## Problem to work on:
Pull out each line of the items below that contains the string "stone", matching case exactly.

Items listed in a dataset:
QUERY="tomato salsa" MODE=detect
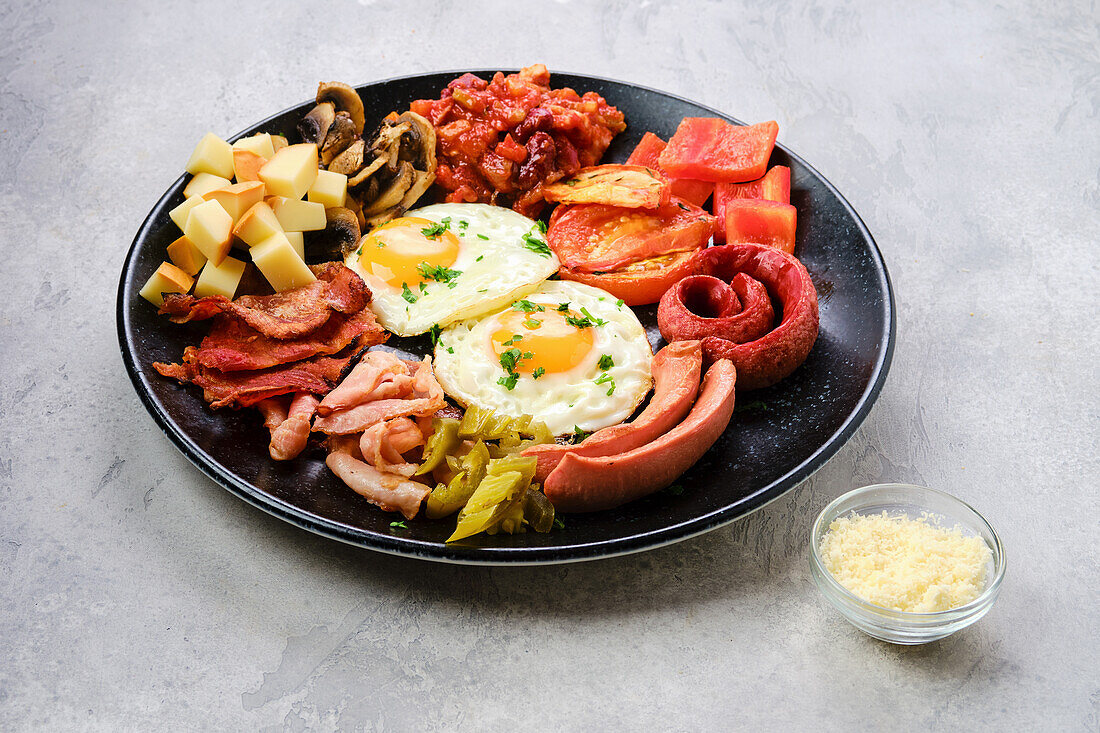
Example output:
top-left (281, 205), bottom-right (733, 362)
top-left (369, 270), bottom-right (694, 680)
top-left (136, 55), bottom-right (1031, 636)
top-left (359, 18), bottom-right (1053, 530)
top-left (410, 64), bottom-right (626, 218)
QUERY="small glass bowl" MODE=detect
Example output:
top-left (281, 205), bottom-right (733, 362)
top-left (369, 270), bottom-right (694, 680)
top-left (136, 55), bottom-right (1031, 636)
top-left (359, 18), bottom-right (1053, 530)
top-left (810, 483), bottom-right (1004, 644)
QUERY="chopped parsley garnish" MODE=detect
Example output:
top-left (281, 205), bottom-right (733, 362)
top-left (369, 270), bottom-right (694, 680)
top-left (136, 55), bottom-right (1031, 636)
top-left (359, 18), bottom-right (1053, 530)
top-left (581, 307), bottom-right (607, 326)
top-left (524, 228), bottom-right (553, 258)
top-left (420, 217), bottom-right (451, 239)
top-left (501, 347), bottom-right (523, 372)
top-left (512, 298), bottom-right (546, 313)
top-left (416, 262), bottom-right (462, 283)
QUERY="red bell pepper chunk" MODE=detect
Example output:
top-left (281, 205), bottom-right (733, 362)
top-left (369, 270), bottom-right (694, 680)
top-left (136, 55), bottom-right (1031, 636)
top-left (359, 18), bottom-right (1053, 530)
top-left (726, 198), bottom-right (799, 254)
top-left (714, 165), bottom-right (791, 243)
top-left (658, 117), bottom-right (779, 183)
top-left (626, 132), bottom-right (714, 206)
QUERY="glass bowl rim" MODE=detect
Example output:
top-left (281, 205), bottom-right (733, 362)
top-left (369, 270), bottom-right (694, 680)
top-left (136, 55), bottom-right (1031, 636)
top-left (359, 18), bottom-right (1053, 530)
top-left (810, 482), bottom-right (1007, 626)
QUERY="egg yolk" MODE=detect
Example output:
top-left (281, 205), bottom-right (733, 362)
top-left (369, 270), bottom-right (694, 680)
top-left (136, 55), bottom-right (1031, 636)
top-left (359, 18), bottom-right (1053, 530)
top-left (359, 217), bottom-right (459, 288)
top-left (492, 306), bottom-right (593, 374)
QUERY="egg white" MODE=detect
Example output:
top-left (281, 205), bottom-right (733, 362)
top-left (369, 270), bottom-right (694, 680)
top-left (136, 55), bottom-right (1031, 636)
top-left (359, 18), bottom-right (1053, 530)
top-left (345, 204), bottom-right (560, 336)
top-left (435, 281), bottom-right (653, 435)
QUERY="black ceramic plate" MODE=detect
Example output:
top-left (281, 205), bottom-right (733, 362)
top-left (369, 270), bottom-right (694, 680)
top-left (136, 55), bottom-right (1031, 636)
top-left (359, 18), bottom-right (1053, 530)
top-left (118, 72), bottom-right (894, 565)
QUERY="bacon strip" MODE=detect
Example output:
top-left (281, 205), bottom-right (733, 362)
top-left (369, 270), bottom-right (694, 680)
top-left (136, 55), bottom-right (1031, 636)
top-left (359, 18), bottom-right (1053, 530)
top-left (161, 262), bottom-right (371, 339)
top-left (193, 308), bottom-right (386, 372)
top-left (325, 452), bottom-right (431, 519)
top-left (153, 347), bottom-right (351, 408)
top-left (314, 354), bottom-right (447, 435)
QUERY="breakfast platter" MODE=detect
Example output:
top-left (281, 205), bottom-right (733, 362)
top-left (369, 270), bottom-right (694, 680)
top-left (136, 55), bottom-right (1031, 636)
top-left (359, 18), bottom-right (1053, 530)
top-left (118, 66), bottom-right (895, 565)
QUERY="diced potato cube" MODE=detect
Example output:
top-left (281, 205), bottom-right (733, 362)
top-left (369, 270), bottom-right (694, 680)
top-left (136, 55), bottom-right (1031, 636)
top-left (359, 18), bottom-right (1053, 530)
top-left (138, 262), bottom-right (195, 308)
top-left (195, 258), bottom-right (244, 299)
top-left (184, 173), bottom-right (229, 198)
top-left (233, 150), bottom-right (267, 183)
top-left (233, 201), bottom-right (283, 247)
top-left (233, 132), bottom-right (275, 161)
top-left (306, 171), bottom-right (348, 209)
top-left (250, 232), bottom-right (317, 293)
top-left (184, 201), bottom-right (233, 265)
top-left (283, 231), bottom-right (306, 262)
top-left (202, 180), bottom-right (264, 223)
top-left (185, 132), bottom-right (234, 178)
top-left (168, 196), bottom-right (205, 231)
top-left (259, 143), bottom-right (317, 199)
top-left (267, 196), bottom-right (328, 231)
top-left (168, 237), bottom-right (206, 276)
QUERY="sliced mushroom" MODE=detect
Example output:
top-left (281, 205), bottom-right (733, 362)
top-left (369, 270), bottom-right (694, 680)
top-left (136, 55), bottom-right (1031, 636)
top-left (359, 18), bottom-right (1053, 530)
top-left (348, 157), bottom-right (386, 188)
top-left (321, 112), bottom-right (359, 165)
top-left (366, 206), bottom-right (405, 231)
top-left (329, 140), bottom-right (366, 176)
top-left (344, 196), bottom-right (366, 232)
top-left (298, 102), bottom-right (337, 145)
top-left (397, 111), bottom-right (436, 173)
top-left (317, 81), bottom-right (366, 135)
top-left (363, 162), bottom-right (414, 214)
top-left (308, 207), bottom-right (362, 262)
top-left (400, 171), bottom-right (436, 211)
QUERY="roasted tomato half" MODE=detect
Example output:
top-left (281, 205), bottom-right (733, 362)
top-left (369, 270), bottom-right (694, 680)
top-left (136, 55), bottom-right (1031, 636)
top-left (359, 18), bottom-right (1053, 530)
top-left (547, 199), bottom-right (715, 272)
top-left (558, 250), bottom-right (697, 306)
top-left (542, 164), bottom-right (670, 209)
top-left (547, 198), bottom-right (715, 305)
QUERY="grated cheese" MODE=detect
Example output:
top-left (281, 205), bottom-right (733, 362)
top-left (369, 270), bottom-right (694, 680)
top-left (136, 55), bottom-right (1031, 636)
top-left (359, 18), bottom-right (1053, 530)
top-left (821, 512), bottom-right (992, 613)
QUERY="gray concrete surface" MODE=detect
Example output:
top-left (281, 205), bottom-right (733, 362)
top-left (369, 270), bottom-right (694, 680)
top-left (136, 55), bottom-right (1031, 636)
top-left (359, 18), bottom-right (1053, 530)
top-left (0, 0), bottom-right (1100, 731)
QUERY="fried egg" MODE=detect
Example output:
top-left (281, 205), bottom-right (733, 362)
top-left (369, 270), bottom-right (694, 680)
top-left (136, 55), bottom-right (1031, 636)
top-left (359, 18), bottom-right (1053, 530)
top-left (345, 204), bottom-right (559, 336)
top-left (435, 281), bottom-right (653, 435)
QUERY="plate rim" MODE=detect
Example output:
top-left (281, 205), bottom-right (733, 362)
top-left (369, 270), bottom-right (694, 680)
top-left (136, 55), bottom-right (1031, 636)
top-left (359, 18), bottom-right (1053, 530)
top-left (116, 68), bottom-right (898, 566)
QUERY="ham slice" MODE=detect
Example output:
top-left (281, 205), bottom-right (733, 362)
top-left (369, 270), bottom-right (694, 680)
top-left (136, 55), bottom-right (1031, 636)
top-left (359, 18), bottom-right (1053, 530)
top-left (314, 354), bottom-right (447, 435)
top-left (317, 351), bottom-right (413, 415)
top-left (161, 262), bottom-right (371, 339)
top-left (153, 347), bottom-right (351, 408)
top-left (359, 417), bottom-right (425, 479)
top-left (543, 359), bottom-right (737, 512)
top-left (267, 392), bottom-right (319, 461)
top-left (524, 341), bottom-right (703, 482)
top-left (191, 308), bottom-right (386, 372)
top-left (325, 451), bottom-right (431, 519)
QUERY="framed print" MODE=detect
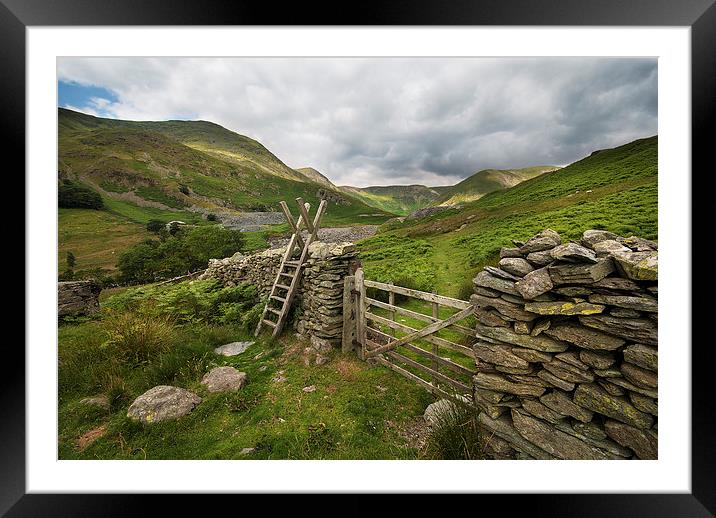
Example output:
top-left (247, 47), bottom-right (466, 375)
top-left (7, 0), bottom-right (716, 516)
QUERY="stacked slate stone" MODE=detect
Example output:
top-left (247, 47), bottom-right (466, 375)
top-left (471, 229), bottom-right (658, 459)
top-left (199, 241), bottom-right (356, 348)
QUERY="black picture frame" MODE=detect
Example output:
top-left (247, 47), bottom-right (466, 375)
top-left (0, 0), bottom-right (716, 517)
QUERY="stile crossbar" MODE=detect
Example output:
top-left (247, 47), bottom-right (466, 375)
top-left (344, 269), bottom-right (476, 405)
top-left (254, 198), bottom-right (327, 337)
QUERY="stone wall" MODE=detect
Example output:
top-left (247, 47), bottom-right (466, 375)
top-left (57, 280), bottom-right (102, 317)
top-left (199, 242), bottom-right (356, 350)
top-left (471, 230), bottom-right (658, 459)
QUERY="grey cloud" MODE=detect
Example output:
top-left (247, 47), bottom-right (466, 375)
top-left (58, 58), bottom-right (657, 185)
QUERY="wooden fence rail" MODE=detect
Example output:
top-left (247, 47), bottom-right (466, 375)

## Problem solution:
QUERY="stacked slate stone" MODE=detect
QUERY="stone wall" MODE=detect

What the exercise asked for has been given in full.